**TASK BRIEF**: Rewrite all of the material below as a numbered list, omitting any blank lines.
---- RECORDS SHOWN
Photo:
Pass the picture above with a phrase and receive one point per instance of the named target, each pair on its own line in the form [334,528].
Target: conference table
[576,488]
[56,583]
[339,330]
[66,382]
--------
**THE COMPLETED TASK**:
1. Photo:
2. Pass the picture above with a phrase and receive one point per instance of the named target, each pair on its own line in the form [334,528].
3. Target: conference table
4. [576,488]
5. [56,583]
6. [339,330]
7. [66,382]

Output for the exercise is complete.